- _Given exercise_:
Convert these lines into a JSON list of strings, one string per line, leaving out any blank lines.

═════ Material provided ═════

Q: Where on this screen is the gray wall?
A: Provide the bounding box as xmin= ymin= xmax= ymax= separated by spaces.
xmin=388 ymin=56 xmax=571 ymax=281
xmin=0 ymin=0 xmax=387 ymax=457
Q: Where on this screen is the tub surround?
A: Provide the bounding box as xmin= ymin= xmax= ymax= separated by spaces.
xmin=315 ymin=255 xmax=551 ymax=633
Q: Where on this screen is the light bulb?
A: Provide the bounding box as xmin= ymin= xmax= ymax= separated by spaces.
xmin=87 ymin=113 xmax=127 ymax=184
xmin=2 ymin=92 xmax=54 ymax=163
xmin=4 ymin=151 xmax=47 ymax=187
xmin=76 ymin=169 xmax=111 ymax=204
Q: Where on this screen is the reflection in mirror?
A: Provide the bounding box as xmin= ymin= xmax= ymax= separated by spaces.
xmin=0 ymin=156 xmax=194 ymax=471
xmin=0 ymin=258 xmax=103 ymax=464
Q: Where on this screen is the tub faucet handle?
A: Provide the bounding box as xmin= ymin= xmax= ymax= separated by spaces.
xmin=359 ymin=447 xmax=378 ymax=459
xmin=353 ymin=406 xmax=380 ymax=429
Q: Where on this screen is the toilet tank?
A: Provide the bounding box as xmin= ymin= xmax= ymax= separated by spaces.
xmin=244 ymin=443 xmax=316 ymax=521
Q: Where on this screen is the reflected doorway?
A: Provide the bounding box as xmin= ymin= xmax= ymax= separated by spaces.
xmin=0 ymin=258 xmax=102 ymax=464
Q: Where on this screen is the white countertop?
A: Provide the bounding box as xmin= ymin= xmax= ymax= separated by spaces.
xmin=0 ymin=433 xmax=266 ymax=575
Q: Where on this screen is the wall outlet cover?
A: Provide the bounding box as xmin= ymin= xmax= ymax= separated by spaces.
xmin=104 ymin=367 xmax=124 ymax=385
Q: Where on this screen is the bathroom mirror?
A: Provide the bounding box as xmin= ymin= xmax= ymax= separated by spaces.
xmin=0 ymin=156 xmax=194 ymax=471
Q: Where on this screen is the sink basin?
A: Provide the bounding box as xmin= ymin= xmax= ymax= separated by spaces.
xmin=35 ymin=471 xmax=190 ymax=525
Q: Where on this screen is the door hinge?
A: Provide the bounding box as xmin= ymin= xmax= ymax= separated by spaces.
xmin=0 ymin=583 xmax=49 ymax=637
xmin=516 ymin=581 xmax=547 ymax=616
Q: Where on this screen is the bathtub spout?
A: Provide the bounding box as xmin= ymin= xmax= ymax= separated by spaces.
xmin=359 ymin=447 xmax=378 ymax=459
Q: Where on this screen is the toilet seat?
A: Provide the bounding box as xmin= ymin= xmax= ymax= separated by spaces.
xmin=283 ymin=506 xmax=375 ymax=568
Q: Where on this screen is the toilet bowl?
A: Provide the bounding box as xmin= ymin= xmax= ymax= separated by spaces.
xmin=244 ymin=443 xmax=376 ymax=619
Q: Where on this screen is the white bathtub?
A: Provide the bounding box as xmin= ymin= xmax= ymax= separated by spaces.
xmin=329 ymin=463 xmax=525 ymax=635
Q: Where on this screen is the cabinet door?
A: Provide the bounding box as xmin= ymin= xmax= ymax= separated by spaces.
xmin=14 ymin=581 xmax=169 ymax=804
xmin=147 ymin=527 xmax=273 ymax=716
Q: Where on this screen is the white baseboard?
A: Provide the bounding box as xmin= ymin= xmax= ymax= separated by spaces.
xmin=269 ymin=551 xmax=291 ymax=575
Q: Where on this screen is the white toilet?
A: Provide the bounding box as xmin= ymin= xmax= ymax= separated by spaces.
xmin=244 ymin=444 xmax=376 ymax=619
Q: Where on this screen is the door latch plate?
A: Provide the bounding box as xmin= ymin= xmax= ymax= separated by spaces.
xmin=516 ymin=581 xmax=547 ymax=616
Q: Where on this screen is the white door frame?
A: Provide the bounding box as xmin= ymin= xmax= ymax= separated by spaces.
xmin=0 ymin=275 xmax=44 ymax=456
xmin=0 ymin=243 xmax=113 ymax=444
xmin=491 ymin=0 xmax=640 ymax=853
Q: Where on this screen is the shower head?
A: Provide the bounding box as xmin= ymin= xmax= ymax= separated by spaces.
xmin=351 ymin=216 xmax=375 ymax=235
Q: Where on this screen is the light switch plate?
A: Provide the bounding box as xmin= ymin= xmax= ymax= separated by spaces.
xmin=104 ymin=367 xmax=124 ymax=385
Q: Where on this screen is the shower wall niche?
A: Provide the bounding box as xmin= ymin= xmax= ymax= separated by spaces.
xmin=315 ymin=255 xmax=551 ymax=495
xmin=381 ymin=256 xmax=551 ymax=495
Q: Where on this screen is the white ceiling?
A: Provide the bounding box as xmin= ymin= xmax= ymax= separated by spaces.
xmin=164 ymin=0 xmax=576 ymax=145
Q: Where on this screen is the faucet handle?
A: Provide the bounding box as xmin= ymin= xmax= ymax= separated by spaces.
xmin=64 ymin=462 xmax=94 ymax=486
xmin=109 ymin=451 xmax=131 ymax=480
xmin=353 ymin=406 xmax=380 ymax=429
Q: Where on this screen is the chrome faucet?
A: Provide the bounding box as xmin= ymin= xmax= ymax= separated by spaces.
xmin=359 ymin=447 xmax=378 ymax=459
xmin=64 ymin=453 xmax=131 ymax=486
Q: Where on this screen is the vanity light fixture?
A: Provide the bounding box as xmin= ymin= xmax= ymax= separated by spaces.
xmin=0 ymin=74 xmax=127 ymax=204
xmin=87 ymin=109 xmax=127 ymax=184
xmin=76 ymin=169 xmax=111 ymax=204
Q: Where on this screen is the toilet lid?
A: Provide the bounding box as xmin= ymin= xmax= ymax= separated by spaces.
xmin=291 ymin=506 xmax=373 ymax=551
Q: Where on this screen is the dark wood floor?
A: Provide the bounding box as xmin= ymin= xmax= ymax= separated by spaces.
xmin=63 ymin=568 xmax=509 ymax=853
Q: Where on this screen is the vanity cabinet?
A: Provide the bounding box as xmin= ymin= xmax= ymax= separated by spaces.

═════

- _Response_:
[
  "Q: Where on this screen is the gray wall?",
  "A: Provide the bounding box as xmin= ymin= xmax= ymax= separated by spaces.",
  "xmin=388 ymin=56 xmax=571 ymax=281",
  "xmin=0 ymin=0 xmax=387 ymax=457",
  "Q: Where on this screen is the tub surround?",
  "A: Provide the bounding box as xmin= ymin= xmax= ymax= separated by spaces.",
  "xmin=315 ymin=255 xmax=551 ymax=633",
  "Q: Where on this screen is the light bulb?",
  "A: Provide the bounding box as xmin= ymin= xmax= ymax= separated by spaces.",
  "xmin=87 ymin=113 xmax=127 ymax=184",
  "xmin=2 ymin=92 xmax=54 ymax=163",
  "xmin=4 ymin=151 xmax=47 ymax=187",
  "xmin=76 ymin=169 xmax=111 ymax=204",
  "Q: Where on this screen is the reflection in mirror?",
  "A: Provide the bounding box as xmin= ymin= xmax= ymax= separated by spaces.",
  "xmin=0 ymin=156 xmax=194 ymax=471",
  "xmin=0 ymin=258 xmax=103 ymax=464",
  "Q: Where on this screen is the tub faucet handle?",
  "A: Provide the bounding box as xmin= ymin= xmax= ymax= separated by spaces.",
  "xmin=359 ymin=447 xmax=378 ymax=459",
  "xmin=353 ymin=406 xmax=380 ymax=429",
  "Q: Where on this screen is the toilet tank?",
  "A: Provide the bounding box as xmin= ymin= xmax= ymax= separated by spaces.",
  "xmin=244 ymin=443 xmax=316 ymax=521",
  "Q: Where on this screen is the reflected doorway?",
  "A: Provide the bounding box as xmin= ymin= xmax= ymax= separated by spaces.",
  "xmin=0 ymin=258 xmax=102 ymax=464",
  "Q: Where on this screen is the white countertop?",
  "A: Provide the bounding box as xmin= ymin= xmax= ymax= separated by spaces.",
  "xmin=0 ymin=433 xmax=266 ymax=575",
  "Q: Where on this screen is the wall outlet cover?",
  "A: Provide the bounding box as xmin= ymin= xmax= ymax= separated by spaces.",
  "xmin=104 ymin=367 xmax=124 ymax=385",
  "Q: Where on this screen is the bathroom mirror?",
  "A: Provide the bounding box as xmin= ymin= xmax= ymax= separated by spaces.",
  "xmin=0 ymin=156 xmax=194 ymax=471",
  "Q: Where on this screen is the sink basin?",
  "A: Provide the bounding box as xmin= ymin= xmax= ymax= separated by spaces.",
  "xmin=35 ymin=471 xmax=190 ymax=525",
  "Q: Where on this screen is the door hinge?",
  "A: Provide the bounding box as xmin= ymin= xmax= ymax= separated by spaces.",
  "xmin=0 ymin=583 xmax=49 ymax=637",
  "xmin=516 ymin=581 xmax=547 ymax=616",
  "Q: Where on this screen is the bathtub spout?",
  "A: Provide the bounding box as xmin= ymin= xmax= ymax= separated by spaces.",
  "xmin=359 ymin=447 xmax=378 ymax=459",
  "Q: Where on this screen is the toilet seat?",
  "A: Provide the bounding box as xmin= ymin= xmax= ymax= separated by spaces.",
  "xmin=283 ymin=506 xmax=375 ymax=568",
  "Q: Where on this screen is the toilet bowl?",
  "A: Provide the bounding box as xmin= ymin= xmax= ymax= separated by spaces.",
  "xmin=244 ymin=443 xmax=376 ymax=619",
  "Q: Where on this screen is the white bathtub?",
  "A: Provide the bounding box as xmin= ymin= xmax= ymax= separated by spaces.",
  "xmin=329 ymin=463 xmax=525 ymax=635",
  "Q: Where on this screen is the cabinet door?",
  "A: Provide the bounding box as xmin= ymin= xmax= ymax= separated by spaces.",
  "xmin=14 ymin=581 xmax=169 ymax=804",
  "xmin=147 ymin=527 xmax=273 ymax=716",
  "Q: Where on this screen is the white baseboard?",
  "A: Provide the bounding box as xmin= ymin= xmax= ymax= separated by spaces.",
  "xmin=269 ymin=551 xmax=291 ymax=575",
  "Q: Where on this screen is the white toilet?",
  "A: Provide the bounding box as xmin= ymin= xmax= ymax= separated by spaces.",
  "xmin=244 ymin=444 xmax=376 ymax=619",
  "Q: Where on this screen is the door latch plate?",
  "A: Provide the bounding box as xmin= ymin= xmax= ymax= separated by spaces.",
  "xmin=516 ymin=581 xmax=547 ymax=616",
  "Q: Where on this screen is the white door frame?",
  "A: Provide the bounding box as xmin= ymin= xmax= ymax= separated by spaces.",
  "xmin=0 ymin=275 xmax=44 ymax=456",
  "xmin=0 ymin=243 xmax=113 ymax=444",
  "xmin=491 ymin=0 xmax=640 ymax=853",
  "Q: Where on this screen is the shower head?",
  "A: Provide the bounding box as xmin= ymin= xmax= ymax= separated by spaces.",
  "xmin=351 ymin=216 xmax=375 ymax=235",
  "Q: Where on this screen is the light switch plate?",
  "A: Provide the bounding box as xmin= ymin= xmax= ymax= separated by spaces.",
  "xmin=104 ymin=367 xmax=124 ymax=385",
  "Q: Where on this screen is the shower wall niche?",
  "A: Provide the bounding box as xmin= ymin= xmax= ymax= separated by spaces.",
  "xmin=315 ymin=255 xmax=551 ymax=495",
  "xmin=381 ymin=256 xmax=551 ymax=495",
  "Q: Where on this screen is the white ceiling?",
  "A: Provide the bounding box as xmin= ymin= xmax= ymax= separated by spaces.",
  "xmin=164 ymin=0 xmax=576 ymax=145",
  "Q: Where on this screen is the faucet handle?",
  "A: Provide the bounding box as xmin= ymin= xmax= ymax= separated by spaces.",
  "xmin=64 ymin=462 xmax=94 ymax=486",
  "xmin=109 ymin=451 xmax=131 ymax=480",
  "xmin=353 ymin=406 xmax=380 ymax=429",
  "Q: Where on this screen is the chrome faucet?",
  "A: Provide the bounding box as xmin= ymin= xmax= ymax= separated by spaces.",
  "xmin=359 ymin=447 xmax=378 ymax=459",
  "xmin=64 ymin=453 xmax=131 ymax=486",
  "Q: Where on this screen is the vanity light fixture?",
  "A: Provide the bounding box as xmin= ymin= xmax= ymax= separated by spaces.",
  "xmin=0 ymin=74 xmax=127 ymax=204",
  "xmin=87 ymin=109 xmax=127 ymax=184",
  "xmin=76 ymin=169 xmax=111 ymax=204",
  "Q: Where on this screen is the toilet lid?",
  "A: Provide the bounding box as xmin= ymin= xmax= ymax= separated by spaces.",
  "xmin=291 ymin=506 xmax=373 ymax=551",
  "Q: Where on this screen is the dark wood floor?",
  "A: Provide the bounding box as xmin= ymin= xmax= ymax= separated by spaces.",
  "xmin=63 ymin=568 xmax=509 ymax=853",
  "Q: Where on this screen is the vanity cabinet?",
  "A: Provide the bounding box as xmin= ymin= xmax= ymax= separated by spaces."
]